::: Provided data

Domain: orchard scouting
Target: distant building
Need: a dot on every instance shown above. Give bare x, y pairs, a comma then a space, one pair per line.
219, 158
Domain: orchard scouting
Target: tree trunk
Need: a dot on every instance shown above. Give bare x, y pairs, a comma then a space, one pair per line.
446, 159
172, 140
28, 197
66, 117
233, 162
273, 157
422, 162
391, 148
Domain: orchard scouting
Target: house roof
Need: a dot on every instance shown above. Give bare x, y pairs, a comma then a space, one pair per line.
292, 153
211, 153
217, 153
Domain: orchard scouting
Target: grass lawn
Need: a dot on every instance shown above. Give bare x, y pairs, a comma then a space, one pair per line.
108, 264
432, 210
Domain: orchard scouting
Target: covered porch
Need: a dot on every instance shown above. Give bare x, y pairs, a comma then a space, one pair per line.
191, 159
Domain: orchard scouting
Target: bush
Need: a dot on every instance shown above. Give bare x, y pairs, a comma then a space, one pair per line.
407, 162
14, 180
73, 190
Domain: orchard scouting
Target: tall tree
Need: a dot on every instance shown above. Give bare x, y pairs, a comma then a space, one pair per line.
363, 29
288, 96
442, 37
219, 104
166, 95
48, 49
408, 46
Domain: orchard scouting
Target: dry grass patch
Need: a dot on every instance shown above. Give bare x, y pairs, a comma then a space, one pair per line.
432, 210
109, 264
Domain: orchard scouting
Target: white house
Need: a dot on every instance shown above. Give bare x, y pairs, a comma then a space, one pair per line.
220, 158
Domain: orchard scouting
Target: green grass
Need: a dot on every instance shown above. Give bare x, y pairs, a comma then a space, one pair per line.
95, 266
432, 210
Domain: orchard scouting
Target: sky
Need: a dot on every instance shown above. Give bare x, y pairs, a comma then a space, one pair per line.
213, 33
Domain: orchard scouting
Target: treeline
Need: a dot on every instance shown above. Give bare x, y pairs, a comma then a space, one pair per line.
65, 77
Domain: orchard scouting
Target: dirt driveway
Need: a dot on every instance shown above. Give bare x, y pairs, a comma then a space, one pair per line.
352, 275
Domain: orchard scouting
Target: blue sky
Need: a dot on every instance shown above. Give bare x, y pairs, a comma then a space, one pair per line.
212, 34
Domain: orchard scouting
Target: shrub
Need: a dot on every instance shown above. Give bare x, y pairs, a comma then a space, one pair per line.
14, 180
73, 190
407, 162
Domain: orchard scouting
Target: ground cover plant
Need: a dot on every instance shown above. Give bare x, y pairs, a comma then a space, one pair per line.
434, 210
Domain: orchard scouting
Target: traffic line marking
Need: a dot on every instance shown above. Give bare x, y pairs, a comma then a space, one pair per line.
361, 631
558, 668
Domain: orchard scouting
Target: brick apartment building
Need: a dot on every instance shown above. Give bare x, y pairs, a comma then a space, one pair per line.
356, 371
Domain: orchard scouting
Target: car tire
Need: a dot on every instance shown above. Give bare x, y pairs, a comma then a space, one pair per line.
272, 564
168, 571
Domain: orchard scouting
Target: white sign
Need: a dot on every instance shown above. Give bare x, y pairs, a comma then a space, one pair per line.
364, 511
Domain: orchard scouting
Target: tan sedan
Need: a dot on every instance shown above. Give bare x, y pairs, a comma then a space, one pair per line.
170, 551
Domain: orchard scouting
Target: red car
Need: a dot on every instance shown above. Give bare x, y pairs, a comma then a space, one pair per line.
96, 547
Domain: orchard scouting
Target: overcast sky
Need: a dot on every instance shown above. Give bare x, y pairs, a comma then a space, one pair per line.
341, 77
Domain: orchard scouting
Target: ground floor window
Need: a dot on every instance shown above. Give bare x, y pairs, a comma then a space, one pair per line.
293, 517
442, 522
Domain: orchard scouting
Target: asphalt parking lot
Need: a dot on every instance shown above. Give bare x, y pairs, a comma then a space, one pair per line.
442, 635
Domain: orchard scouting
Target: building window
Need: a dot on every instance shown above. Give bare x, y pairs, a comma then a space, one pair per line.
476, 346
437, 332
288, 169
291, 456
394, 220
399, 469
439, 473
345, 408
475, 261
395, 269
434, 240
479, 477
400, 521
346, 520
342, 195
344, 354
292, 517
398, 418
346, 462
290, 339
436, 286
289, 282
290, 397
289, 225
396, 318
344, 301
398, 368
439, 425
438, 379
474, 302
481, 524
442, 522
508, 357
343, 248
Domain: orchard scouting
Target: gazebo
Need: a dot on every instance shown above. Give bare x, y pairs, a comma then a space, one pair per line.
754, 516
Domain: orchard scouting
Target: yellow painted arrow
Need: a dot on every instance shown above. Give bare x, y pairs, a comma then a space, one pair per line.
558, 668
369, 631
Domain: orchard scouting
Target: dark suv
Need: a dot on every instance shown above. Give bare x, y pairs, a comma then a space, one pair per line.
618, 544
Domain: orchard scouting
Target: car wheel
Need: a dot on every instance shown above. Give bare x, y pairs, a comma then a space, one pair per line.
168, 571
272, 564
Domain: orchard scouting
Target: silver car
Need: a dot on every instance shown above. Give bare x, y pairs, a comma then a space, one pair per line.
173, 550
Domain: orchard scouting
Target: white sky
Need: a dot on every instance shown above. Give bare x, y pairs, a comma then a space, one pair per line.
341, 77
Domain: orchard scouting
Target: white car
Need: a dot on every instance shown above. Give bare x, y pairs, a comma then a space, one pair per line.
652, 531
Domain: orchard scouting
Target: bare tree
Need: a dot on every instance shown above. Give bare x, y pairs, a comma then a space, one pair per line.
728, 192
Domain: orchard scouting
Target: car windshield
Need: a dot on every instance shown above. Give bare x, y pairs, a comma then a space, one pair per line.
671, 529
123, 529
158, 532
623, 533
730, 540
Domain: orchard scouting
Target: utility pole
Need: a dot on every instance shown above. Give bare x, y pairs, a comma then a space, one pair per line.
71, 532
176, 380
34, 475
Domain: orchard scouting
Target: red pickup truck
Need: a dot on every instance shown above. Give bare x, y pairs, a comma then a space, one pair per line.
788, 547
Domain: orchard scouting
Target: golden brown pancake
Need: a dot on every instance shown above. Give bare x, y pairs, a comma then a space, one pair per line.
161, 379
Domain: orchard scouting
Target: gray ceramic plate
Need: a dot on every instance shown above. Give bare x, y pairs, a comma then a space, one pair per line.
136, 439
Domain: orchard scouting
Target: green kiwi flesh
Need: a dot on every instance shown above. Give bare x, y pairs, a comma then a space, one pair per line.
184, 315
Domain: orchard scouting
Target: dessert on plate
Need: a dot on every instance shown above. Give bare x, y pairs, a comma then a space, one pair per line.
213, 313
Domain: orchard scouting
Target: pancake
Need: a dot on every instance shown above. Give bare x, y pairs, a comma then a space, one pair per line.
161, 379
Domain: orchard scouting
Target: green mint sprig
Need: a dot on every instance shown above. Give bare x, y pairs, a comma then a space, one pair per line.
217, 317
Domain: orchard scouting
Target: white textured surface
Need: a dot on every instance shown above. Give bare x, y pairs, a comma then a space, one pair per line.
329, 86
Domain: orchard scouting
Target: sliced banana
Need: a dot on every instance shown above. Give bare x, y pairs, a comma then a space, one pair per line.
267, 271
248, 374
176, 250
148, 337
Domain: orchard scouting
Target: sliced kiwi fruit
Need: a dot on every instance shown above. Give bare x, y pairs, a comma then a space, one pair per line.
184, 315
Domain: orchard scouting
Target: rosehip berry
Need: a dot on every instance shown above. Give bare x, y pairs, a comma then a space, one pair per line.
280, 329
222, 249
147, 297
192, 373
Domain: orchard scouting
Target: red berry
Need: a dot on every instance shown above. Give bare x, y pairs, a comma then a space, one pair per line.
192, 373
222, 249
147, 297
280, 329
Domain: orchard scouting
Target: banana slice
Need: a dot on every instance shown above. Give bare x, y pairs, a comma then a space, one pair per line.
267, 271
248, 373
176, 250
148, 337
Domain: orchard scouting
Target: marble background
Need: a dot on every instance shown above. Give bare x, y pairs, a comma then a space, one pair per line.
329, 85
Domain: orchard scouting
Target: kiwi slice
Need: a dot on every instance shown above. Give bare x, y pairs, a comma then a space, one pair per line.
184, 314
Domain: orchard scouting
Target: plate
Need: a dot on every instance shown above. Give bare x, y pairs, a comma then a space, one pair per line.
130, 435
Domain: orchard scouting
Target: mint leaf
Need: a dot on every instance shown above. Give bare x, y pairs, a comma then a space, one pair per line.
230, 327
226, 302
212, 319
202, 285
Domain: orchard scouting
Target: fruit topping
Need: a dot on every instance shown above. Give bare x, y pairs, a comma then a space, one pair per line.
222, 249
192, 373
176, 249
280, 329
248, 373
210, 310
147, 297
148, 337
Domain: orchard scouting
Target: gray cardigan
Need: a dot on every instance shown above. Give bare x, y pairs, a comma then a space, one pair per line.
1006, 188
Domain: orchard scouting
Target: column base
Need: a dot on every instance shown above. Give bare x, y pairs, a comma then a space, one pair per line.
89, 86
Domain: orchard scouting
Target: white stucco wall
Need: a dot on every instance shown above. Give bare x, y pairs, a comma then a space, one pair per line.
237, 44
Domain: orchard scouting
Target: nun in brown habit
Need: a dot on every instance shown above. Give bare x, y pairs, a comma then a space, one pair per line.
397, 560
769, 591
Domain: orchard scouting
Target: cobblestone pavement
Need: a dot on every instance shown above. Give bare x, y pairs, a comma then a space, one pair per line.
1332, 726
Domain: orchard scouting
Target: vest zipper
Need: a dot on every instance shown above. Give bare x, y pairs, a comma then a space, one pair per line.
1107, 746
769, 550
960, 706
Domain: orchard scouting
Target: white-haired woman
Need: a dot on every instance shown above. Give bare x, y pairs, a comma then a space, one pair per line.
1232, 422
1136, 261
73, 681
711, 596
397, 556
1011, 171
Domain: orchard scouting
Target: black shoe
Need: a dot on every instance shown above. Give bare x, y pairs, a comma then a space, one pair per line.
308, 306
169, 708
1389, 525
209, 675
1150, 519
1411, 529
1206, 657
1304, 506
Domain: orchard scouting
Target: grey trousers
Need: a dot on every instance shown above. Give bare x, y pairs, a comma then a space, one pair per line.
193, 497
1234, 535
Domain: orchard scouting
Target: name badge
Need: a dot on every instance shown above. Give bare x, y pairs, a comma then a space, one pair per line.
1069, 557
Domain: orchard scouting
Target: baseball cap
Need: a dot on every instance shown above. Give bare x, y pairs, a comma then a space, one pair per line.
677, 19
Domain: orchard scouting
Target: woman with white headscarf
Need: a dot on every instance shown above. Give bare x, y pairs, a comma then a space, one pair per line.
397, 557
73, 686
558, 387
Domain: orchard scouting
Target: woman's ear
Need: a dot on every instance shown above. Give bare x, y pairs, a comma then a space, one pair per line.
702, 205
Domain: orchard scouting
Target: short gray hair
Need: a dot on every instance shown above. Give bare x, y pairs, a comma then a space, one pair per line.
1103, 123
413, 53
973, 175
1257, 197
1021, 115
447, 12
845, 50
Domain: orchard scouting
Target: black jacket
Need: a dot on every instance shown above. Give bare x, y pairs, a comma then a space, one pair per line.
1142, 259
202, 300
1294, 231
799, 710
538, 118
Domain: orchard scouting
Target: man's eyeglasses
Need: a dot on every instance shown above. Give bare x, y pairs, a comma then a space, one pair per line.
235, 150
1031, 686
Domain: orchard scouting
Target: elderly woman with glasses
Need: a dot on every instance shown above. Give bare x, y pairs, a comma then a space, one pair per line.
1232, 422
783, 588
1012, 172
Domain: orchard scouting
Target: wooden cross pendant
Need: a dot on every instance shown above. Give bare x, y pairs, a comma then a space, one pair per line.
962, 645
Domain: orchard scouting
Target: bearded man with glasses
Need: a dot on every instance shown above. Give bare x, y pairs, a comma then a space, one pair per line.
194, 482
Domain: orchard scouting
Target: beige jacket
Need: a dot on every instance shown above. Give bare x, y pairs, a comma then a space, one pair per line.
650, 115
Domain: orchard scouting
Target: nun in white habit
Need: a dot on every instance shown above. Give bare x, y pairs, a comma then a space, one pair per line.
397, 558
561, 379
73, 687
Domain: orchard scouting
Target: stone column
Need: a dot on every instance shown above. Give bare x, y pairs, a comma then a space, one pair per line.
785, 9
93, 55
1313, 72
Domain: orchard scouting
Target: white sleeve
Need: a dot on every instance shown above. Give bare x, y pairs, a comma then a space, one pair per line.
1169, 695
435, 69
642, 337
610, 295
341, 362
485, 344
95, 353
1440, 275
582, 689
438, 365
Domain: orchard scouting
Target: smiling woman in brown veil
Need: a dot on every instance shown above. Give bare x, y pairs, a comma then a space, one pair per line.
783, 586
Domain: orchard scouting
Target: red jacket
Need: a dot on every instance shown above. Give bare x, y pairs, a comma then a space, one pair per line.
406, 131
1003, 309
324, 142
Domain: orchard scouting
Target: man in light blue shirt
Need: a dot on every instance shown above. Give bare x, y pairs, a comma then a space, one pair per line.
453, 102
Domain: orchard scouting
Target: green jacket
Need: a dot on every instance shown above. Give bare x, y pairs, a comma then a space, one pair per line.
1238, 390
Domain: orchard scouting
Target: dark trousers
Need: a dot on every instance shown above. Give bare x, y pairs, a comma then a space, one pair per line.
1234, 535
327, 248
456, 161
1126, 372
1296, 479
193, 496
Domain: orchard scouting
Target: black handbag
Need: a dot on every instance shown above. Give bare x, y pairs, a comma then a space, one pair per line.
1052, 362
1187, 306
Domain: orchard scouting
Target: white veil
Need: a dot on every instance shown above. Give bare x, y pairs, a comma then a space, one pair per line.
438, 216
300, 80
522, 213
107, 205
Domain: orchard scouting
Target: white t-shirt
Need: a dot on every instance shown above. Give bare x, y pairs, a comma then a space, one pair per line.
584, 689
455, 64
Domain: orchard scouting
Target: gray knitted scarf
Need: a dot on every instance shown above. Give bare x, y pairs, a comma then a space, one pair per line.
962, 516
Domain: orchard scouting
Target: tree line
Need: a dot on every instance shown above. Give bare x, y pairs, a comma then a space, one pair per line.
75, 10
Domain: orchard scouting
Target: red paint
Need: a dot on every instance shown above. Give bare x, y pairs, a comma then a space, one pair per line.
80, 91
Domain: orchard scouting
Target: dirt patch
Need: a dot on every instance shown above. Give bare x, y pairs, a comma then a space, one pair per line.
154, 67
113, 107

::::::

**What to produce:** Show each line of the rows above that contains the word "house", matching case exactly.

**Answer below:**
Target: house roof
Target: white house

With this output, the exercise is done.